_Supplied records_
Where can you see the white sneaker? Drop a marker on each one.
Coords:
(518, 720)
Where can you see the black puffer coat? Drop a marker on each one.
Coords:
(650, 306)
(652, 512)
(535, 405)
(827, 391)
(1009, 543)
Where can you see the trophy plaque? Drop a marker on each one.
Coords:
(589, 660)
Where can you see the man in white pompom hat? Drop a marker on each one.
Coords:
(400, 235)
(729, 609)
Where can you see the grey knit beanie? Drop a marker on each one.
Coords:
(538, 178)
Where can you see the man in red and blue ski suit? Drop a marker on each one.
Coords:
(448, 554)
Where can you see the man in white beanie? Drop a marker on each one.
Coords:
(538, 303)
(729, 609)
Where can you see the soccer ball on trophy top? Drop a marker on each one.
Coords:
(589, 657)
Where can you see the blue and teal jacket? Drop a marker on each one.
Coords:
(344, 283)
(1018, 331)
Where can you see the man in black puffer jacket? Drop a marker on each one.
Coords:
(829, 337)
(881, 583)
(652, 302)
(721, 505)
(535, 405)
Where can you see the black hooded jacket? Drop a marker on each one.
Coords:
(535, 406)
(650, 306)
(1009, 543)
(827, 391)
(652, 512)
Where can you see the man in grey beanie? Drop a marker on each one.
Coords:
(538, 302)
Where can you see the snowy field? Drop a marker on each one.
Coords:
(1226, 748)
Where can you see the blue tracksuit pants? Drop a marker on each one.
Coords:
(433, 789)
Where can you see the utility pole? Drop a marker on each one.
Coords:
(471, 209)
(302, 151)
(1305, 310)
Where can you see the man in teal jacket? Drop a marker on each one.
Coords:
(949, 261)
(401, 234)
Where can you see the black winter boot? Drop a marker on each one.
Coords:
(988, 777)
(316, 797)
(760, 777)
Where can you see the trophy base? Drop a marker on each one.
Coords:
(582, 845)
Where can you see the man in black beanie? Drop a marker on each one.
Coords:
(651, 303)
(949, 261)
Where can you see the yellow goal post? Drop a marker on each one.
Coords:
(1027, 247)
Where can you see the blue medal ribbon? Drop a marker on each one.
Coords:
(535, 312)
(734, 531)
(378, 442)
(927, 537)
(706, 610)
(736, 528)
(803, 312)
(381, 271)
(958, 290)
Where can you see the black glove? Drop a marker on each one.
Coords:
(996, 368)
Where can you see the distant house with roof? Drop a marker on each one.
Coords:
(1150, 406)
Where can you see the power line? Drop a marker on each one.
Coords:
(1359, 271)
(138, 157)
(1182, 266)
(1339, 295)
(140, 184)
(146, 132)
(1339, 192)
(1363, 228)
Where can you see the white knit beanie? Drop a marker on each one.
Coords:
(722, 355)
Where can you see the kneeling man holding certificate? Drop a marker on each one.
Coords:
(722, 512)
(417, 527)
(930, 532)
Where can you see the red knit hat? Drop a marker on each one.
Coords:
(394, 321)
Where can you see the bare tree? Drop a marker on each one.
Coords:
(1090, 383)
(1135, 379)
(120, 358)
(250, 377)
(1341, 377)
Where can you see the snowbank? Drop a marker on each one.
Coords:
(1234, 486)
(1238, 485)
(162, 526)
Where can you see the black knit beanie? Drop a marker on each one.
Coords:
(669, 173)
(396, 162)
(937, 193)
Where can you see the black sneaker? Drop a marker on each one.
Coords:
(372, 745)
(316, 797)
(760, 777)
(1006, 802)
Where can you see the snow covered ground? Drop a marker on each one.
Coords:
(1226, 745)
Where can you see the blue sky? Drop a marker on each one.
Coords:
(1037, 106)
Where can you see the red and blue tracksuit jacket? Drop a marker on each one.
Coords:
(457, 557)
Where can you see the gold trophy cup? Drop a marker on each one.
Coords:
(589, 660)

_Given instruction_
Rescale the part of the records that opens with the line containing "Where can you see the snowy" and closes with the line containing "(1027, 247)", both ends included. Give only those lines, requests and all, with every coordinate number multiplied by 1.3 and rounded to a whole number, halves rounded up.

_Result of this task_
Where can you see the snowy field? Drop a marker on each one.
Coords:
(1594, 972)
Where can you see the blue tracksuit pants? Drop a marker on each one.
Coords:
(563, 1026)
Where can you see the utility pole? Drop a marker on each one.
Coords:
(612, 272)
(393, 196)
(1697, 403)
Where can you see the man in teal jacket? Drop a marker on each one.
Coords:
(1234, 339)
(521, 304)
Where can you see the black winter boot? Drop a marker on each one.
Coords:
(1284, 1010)
(411, 1036)
(988, 1010)
Where can you see the trophy base? Drop a marker on each one.
Coords:
(757, 1099)
Where can you see the man in black beanie? Drop a marker on each one.
Coords:
(846, 394)
(1234, 339)
Where can you see the yellow goal post? Drop a marker on each one.
Coords:
(1335, 321)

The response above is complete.